SHORT TASK 1:
Print everything in the passage on human mortality from "5. Immortal man!" down to "and godlike being!", word for word.
SHORT TASK 2:
In the passage on human mortality, what are the two chambers of the house that the world is compared to?

EXTRACT TO READ:

━━━━

5. Immortal man! thy blood flows freely and fully, and thou standèst a Napoleon; thou reclinest a Shakspeare!-it quickens its movement, and thou liëst a parched and fretful thing, with thy mind furied by the phantoms of fever!—it retards its action but a little, and thou crawlest a crouching, soulless mass, the bright world a blank, dead vision to thine eye. Verily, O man, thou art a glorious and godlike being!

6. Tell life's proudèst tale: what is it? A few attempts successless; a few crushed or mōldered hopes; much paltry fretting; a little sleep, and the story is concluded; the curtain falls -the farce is over. The world is not a place to live in, but to die in. It is a house that has but two chambers; a lazar and a charnel--room only for the dying and the dead. There is not a spot on the broad earth on which man can plant his foot and affirm with confidence, "No mortal sleeps beneath!"

━━━━

DATA ENTRIES:
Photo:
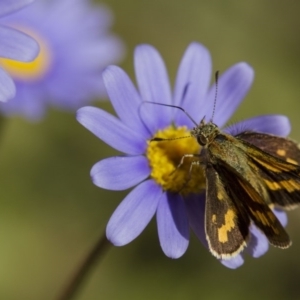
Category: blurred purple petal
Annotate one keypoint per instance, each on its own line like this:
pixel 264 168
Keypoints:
pixel 112 173
pixel 195 206
pixel 76 45
pixel 234 262
pixel 270 124
pixel 154 86
pixel 258 244
pixel 17 45
pixel 7 86
pixel 134 213
pixel 172 224
pixel 9 6
pixel 281 216
pixel 193 78
pixel 111 130
pixel 233 86
pixel 124 97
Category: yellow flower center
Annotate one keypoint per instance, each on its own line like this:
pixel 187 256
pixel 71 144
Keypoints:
pixel 29 71
pixel 165 157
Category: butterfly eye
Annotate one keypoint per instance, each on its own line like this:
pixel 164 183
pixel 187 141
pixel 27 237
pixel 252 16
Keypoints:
pixel 202 140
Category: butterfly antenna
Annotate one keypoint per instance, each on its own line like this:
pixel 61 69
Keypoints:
pixel 216 95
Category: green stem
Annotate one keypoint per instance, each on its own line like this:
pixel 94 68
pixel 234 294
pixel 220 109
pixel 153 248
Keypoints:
pixel 77 279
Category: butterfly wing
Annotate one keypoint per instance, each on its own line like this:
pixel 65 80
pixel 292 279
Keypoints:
pixel 257 209
pixel 276 160
pixel 226 227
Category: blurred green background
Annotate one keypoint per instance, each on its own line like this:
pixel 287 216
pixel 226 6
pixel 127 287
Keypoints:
pixel 51 214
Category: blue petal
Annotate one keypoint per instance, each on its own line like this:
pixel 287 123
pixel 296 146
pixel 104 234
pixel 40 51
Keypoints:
pixel 7 87
pixel 121 172
pixel 17 45
pixel 154 86
pixel 172 224
pixel 195 206
pixel 233 86
pixel 192 83
pixel 111 130
pixel 258 244
pixel 133 214
pixel 234 262
pixel 9 6
pixel 281 216
pixel 270 124
pixel 124 98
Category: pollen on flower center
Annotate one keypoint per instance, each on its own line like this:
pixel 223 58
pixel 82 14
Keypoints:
pixel 165 156
pixel 29 71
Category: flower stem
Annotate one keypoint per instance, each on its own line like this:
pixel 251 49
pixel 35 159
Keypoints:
pixel 77 279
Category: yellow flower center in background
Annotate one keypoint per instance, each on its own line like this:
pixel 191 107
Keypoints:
pixel 165 156
pixel 29 71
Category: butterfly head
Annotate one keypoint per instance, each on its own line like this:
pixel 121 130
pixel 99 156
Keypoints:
pixel 205 132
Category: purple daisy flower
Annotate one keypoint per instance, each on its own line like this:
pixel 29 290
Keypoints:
pixel 149 166
pixel 15 45
pixel 76 46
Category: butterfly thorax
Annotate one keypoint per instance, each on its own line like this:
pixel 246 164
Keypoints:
pixel 205 133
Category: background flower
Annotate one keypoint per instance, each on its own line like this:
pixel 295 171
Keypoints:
pixel 75 46
pixel 14 45
pixel 174 208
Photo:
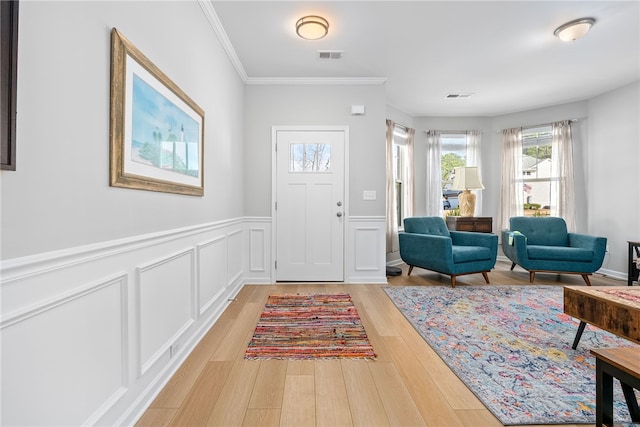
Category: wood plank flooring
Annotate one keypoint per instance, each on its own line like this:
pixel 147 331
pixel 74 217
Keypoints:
pixel 407 385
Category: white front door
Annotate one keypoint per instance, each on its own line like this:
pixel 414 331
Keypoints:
pixel 310 205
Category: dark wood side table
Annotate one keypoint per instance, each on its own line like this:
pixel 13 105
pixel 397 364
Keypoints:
pixel 480 224
pixel 623 364
pixel 633 270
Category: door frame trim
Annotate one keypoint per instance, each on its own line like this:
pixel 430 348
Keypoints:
pixel 274 183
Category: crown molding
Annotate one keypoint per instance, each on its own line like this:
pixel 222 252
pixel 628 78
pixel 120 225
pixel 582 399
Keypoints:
pixel 316 80
pixel 215 23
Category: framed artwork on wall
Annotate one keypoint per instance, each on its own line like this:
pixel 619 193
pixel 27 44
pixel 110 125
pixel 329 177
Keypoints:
pixel 156 130
pixel 8 82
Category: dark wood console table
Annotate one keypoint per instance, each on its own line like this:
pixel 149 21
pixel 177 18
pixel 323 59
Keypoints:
pixel 481 224
pixel 623 364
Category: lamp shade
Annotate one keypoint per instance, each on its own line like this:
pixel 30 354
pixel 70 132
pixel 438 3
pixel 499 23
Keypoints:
pixel 312 27
pixel 466 178
pixel 574 30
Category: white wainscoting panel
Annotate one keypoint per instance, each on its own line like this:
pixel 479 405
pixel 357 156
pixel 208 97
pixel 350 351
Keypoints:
pixel 235 256
pixel 64 362
pixel 258 250
pixel 91 334
pixel 365 257
pixel 165 300
pixel 212 272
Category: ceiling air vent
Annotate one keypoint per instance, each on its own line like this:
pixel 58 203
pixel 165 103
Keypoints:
pixel 458 95
pixel 330 54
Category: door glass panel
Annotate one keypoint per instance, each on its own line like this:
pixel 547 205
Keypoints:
pixel 309 157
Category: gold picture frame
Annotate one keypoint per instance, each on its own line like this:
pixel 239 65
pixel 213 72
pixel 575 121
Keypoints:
pixel 156 130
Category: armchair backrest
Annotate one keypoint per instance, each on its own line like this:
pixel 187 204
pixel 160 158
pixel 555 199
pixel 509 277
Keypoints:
pixel 433 225
pixel 544 231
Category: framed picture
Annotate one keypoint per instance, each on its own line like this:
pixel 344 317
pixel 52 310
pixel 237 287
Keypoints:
pixel 156 130
pixel 8 82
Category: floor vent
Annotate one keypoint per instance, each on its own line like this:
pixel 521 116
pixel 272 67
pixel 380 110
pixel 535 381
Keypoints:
pixel 458 95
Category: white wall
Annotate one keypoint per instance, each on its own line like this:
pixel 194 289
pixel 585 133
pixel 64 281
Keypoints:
pixel 99 284
pixel 59 195
pixel 613 172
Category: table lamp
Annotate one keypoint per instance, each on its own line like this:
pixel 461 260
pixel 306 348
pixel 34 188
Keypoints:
pixel 466 179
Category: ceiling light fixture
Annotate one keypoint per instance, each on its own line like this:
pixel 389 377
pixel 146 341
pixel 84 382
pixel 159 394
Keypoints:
pixel 312 27
pixel 575 29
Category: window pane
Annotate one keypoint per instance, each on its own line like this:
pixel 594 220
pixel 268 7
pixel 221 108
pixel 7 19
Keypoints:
pixel 454 154
pixel 310 157
pixel 536 170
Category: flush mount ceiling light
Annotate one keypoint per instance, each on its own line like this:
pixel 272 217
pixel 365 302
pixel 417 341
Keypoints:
pixel 312 27
pixel 575 29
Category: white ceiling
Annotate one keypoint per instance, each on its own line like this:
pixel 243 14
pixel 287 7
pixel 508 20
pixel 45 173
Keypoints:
pixel 504 52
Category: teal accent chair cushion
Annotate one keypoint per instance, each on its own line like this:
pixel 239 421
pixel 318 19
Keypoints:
pixel 426 242
pixel 544 245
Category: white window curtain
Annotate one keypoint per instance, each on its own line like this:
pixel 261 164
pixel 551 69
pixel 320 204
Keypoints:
pixel 511 194
pixel 434 174
pixel 409 177
pixel 562 189
pixel 473 159
pixel 392 220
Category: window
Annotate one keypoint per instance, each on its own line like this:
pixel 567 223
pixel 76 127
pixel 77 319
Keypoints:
pixel 537 170
pixel 400 161
pixel 454 154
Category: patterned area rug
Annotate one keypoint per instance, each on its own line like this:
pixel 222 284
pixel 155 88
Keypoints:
pixel 309 327
pixel 511 345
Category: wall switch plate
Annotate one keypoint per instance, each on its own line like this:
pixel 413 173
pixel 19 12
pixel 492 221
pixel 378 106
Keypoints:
pixel 369 195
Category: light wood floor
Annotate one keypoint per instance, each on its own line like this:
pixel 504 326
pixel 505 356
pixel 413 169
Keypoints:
pixel 407 385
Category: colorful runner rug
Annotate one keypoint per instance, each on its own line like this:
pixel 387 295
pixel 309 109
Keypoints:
pixel 309 326
pixel 511 345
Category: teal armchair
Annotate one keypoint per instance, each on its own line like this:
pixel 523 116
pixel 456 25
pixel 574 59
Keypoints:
pixel 542 244
pixel 427 243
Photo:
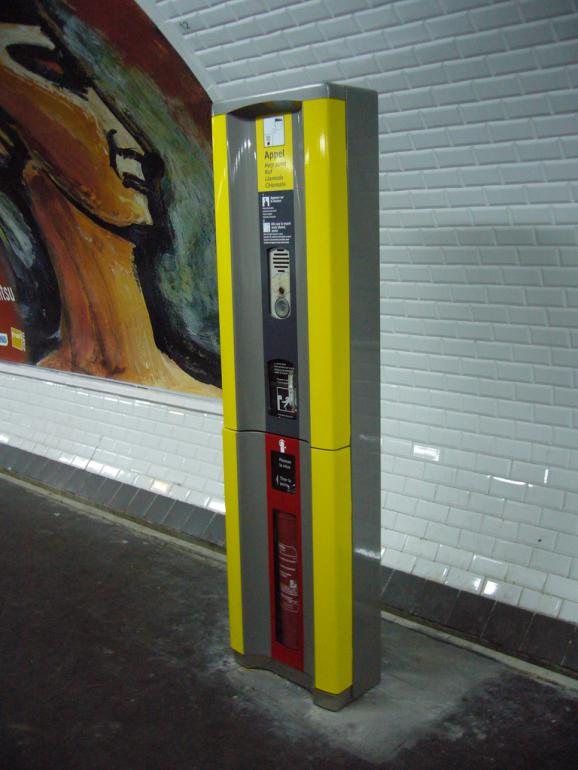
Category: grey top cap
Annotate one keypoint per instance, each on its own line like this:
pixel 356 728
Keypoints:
pixel 279 101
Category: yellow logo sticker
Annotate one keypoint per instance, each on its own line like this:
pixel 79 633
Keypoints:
pixel 274 153
pixel 18 339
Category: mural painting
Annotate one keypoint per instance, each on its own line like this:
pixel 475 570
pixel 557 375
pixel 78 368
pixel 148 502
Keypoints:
pixel 107 262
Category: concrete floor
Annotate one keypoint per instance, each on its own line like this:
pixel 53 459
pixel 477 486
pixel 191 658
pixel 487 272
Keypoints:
pixel 113 656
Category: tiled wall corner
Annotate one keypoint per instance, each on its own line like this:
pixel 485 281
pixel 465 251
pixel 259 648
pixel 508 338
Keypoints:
pixel 479 215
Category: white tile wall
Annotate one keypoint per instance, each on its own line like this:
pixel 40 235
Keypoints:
pixel 479 216
pixel 159 441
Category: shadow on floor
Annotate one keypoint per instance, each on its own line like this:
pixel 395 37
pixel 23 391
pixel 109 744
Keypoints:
pixel 113 656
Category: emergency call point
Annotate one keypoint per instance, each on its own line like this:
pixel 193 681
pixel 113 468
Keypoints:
pixel 296 200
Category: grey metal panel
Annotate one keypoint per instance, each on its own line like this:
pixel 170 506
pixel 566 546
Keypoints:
pixel 363 205
pixel 277 101
pixel 246 272
pixel 252 476
pixel 301 278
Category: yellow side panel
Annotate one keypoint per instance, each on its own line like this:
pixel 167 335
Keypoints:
pixel 332 569
pixel 233 540
pixel 224 269
pixel 274 153
pixel 327 271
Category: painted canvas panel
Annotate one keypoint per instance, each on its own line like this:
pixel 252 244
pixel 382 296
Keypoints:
pixel 107 253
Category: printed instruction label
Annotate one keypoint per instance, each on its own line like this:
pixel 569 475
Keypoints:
pixel 274 131
pixel 274 153
pixel 276 216
pixel 18 339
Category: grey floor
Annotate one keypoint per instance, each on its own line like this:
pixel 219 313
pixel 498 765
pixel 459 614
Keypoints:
pixel 113 656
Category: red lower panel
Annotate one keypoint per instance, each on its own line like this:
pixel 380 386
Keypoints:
pixel 285 570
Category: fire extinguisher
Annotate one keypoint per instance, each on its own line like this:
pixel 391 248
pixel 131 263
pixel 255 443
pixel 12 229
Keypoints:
pixel 287 587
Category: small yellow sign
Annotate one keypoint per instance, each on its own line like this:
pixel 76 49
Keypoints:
pixel 18 339
pixel 274 153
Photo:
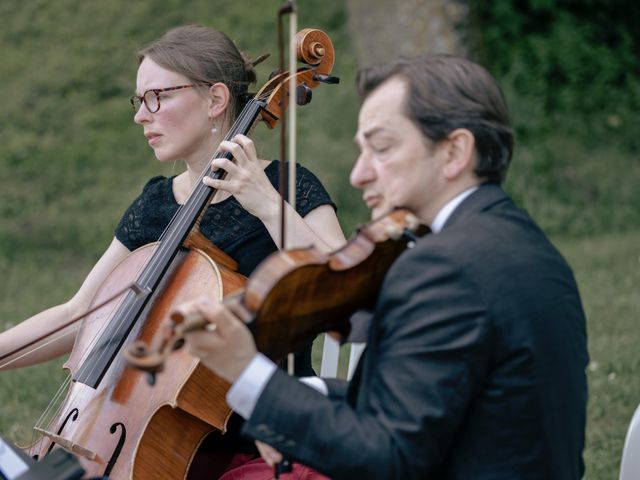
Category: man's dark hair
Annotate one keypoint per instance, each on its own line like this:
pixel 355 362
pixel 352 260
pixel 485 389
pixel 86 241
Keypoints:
pixel 446 92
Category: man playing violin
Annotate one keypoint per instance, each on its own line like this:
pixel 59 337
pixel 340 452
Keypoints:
pixel 476 351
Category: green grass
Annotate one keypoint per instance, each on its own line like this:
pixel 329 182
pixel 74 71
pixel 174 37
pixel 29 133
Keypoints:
pixel 72 160
pixel 608 273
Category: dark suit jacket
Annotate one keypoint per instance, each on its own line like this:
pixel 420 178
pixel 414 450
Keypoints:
pixel 474 368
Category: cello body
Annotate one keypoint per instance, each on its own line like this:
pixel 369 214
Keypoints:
pixel 117 423
pixel 128 428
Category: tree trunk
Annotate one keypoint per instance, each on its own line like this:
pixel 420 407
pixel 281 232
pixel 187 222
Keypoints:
pixel 383 30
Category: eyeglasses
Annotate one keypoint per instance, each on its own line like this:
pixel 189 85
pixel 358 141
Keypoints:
pixel 151 98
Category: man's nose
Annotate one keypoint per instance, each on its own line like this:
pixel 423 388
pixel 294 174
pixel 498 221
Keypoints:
pixel 361 173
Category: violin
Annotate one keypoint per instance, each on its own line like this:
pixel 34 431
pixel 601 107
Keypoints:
pixel 294 295
pixel 111 419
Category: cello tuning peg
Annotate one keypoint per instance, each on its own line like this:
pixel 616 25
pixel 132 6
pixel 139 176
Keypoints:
pixel 274 73
pixel 318 77
pixel 303 95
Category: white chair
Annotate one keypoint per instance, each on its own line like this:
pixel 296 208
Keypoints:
pixel 331 357
pixel 630 463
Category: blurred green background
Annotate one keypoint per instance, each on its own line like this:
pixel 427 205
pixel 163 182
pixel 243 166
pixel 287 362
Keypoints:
pixel 71 158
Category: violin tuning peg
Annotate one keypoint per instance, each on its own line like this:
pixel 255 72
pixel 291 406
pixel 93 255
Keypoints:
pixel 303 95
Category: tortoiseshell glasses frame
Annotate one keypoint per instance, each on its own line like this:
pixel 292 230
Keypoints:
pixel 151 98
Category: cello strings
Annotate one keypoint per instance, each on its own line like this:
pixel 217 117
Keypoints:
pixel 174 229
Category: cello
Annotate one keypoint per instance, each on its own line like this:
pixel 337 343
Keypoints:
pixel 111 419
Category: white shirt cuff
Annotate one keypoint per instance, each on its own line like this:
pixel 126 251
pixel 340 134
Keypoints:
pixel 317 384
pixel 245 391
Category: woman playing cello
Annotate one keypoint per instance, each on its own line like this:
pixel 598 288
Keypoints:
pixel 191 85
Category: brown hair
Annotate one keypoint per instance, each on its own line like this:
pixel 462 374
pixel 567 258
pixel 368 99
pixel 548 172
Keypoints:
pixel 204 56
pixel 446 93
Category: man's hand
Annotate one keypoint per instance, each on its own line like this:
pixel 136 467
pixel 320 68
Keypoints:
pixel 226 346
pixel 269 454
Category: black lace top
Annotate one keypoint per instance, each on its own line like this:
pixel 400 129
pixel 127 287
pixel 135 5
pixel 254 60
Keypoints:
pixel 230 227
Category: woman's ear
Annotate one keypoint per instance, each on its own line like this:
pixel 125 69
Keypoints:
pixel 218 100
pixel 461 147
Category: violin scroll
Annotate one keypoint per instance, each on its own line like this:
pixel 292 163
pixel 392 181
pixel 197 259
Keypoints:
pixel 313 48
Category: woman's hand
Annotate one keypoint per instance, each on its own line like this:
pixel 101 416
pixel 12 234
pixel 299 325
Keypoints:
pixel 245 178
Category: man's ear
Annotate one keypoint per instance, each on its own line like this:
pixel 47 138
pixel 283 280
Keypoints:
pixel 218 100
pixel 461 147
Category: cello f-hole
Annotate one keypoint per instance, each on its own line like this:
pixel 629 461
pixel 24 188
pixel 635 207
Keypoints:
pixel 73 416
pixel 116 452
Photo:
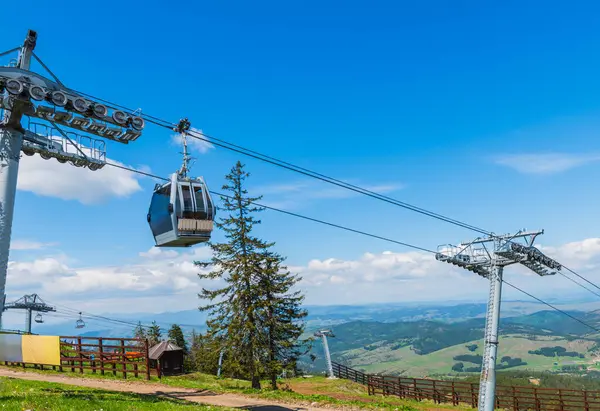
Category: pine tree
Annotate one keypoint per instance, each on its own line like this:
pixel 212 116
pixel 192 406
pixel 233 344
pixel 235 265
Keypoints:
pixel 281 315
pixel 154 334
pixel 176 336
pixel 233 318
pixel 140 332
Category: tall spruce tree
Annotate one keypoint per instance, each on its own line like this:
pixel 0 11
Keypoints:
pixel 154 334
pixel 176 336
pixel 140 332
pixel 234 308
pixel 281 314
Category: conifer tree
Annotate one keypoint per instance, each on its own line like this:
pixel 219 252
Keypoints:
pixel 176 336
pixel 233 308
pixel 281 315
pixel 139 332
pixel 154 334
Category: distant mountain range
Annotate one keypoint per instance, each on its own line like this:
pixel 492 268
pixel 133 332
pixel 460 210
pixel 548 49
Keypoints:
pixel 319 316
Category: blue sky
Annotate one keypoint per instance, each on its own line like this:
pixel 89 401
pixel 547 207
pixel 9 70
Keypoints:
pixel 484 112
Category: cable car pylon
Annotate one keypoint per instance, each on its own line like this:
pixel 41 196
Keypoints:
pixel 30 303
pixel 181 212
pixel 50 108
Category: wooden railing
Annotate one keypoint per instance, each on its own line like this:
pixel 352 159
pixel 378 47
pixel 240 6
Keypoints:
pixel 514 398
pixel 341 371
pixel 119 356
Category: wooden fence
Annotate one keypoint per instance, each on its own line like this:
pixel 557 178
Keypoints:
pixel 119 356
pixel 513 398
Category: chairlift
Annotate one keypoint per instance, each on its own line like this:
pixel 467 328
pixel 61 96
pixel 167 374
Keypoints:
pixel 181 212
pixel 79 323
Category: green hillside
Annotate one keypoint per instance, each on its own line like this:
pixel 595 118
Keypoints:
pixel 419 348
pixel 405 361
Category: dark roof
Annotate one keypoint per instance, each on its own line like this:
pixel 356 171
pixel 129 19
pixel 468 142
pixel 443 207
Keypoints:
pixel 159 349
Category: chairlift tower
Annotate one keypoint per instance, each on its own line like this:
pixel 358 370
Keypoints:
pixel 49 106
pixel 30 303
pixel 487 257
pixel 324 334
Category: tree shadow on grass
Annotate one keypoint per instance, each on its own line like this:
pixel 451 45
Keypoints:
pixel 102 395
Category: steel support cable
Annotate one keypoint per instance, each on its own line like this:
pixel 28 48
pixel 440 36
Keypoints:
pixel 551 306
pixel 341 227
pixel 75 313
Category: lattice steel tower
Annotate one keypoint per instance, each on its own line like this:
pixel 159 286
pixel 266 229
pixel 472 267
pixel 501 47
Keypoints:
pixel 24 93
pixel 489 262
pixel 30 303
pixel 324 334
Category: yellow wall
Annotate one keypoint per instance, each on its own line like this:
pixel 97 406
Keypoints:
pixel 41 349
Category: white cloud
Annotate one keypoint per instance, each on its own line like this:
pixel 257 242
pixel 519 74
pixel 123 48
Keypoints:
pixel 550 163
pixel 50 178
pixel 166 280
pixel 29 245
pixel 299 193
pixel 197 144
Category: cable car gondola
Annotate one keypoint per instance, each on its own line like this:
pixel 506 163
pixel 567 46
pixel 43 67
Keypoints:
pixel 181 212
pixel 79 323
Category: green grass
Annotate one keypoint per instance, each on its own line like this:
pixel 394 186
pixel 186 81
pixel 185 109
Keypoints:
pixel 324 391
pixel 34 395
pixel 385 361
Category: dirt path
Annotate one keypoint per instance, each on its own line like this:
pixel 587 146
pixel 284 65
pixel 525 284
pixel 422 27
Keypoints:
pixel 201 397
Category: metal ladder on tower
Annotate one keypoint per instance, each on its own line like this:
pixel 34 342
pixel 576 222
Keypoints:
pixel 486 342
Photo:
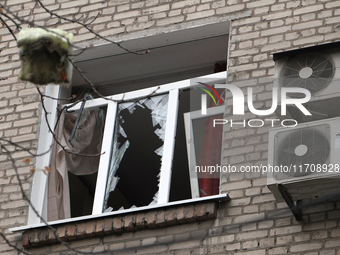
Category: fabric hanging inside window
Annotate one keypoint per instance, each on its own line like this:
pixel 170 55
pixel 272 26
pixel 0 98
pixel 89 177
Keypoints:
pixel 210 156
pixel 87 141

━━━━

COMPLETE OUTPUT 1:
5. Immortal man! thy blood flows freely and fully, and thou standèst a Napoleon; thou reclinest a Shakspeare!-it quickens its movement, and thou liëst a parched and fretful thing, with thy mind furied by the phantoms of fever!—it retards its action but a little, and thou crawlest a crouching, soulless mass, the bright world a blank, dead vision to thine eye. Verily, O man, thou art a glorious and godlike being!

COMPLETE OUTPUT 2:
A lazar and a charnel.